__Problem description__.
Convert the lines below into a JSON array of strings, one string per line, omitting any blank lines.

__Entries supplied__.
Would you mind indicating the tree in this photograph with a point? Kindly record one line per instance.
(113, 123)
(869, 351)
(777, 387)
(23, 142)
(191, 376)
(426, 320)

__Correct answer__.
[
  "Would you mind indicating the tree in this photograph with a point? Kindly record one line per instance.",
  "(113, 123)",
  "(869, 351)",
  "(777, 387)",
  "(23, 142)",
  "(191, 376)",
  "(426, 320)"
]